GIVEN TASK A: In the page about JWT authentication and external API calls, what package does it say to install for the JWT library?
GIVEN TASK B: Carry on the page about JWT authentication and external API calls from the point where it stops.
==== QUOTED TEXT ====
JWT authentication for multi-user APIs

API keys work for service-to-service auth. For user-facing APIs with multiple roles, use JWT.

from fastapi.security import OAuth2PasswordBearer
from jose import JWTError, jwt
from datetime import datetime, timedelta

SECRET_KEY = os.getenv("JWT_SECRET_KEY")
ALGORITHM  = "HS256"

oauth2_scheme = OAuth2PasswordBearer(tokenUrl="/auth/token")

def create_access_token(data: dict, expires_delta: timedelta = timedelta(hours=1)):
    payload = data.copy()
    payload["exp"] = datetime.utcnow() + expires_delta
    return jwt.encode(payload, SECRET_KEY, algorithm=ALGORITHM)

def get_current_user(token: str = Depends(oauth2_scheme)):
    try:
        payload = jwt.decode(token, SECRET_KEY, algorithms=[ALGORITHM])
        user_id = payload.get("sub")
        if user_id is None:
            raise HTTPException(status_code=401, detail="Invalid token")
        return user_id
    except JWTError:
        raise HTTPException(status_code=401, detail="Invalid or expired token")

@app.get("/api/v1/profile")
def get_profile(user_id: str = Depends(get_current_user)):
    return {"user_id": user_id}
Enter fullscreen mode Exit fullscreen mode

Install python-jose[cryptography] for the JWT library.


Consuming External APIs Without Silent Failures

Every external API call is a failure point. The pattern that works in all my projects: a session with a retry adapter, explicit timeout, structured error handling, and logging that tells you exactly what failed and why.

requests: the complete setup

import requests
from requests.adapters import HTTPAdapter
from urllib3.util.retry import Retry
import logging
import os

log = logging.getLogger(__name__)

def build_session() -> requests.Session:
    session = requests.Session()
    session.headers.update({
        "User-Agent": "DataPipeline/1.0",
        "Accept": "application/json",
    })
    retry = Retry(
        total=3,
        backoff_factor=2,             # wait 2s, 4s, 8s between retries
        status_forcelist=[429, 500, 502, 503, 504],
        allowed_methods=["GET", "POST"],
    )
    session.mount("https://", HTTPAdapter(max_retries=retry))
    session.mount("http://",  HTTPAdapter(max_retries=retry))
    return session

SESSION = build_session()
Enter fullscreen mode Exit fullscreen mode

Error handling that tells you what actually happened

from requests.exceptions import HTTPError, ConnectionError, Timeout, JSONDecodeError

def fetch_eia_prices(fuel_type: str) -> list[dict]:
    url = "https://api.eia.gov/v2/petroleum/pri/gnd/data/"
    params = {
        "api_key":    os.getenv("EIA_API_KEY"),
        "frequency":  "monthly",
        "data[0]":    "value",
        "facets[product][]": fuel_type,
    }
    try:
        r = SESSION.get(url, params=params, timeout=15)
==== DATASET EXTRACT ====
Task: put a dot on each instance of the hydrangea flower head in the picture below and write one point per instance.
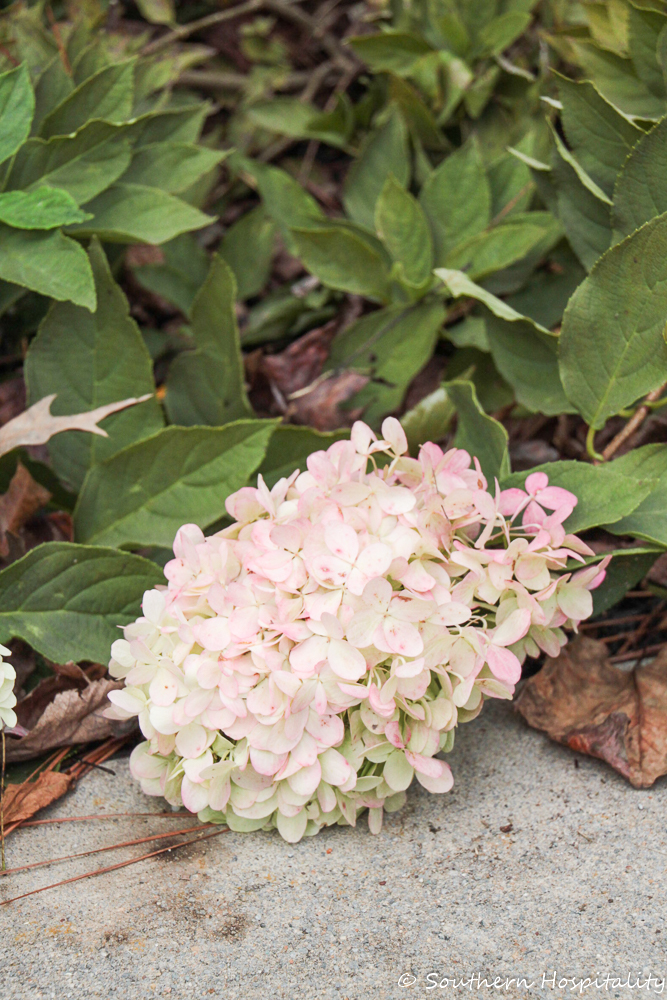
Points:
(303, 665)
====
EXERCISE ANSWER A: python-jose[cryptography]

EXERCISE ANSWER B:
        r.raise_for_status()
        return r.json()["response"]["data"]
    except HTTPError as e:
        log.error(f"EIA API HTTP {e.response.status_code}: {e.response.text[:200]}")
        raise
    except ConnectionError:
        log.error("EIA API unreachable — check network or service status")
        raise
    except Timeout:
        log.error("EIA API timeout after 15s")
        raise
    except (JSONDecodeError, KeyError) as e:
        log.error(f"EIA API response parse error: {e}")
        raise
Enter fullscreen mode Exit fullscreen mode

Never call r.json() without catching JSONDecodeError. When an API returns a 200 with an HTML error page (maintenance mode, Cloudflare challenge), .json() raises an exception with a confusing message. Catch it explicitly.

Pagination patterns

Offset/limit (most REST APIs):

def fetch_all_pages(base_url: str, params: dict, page_size: int = 100) -> list[dict]:
    all_results = []
    offset = 0
    while True:
        params.update({"limit": page_size, "offset": offset})
        r = SESSION.get(base_url, params=params, timeout=15)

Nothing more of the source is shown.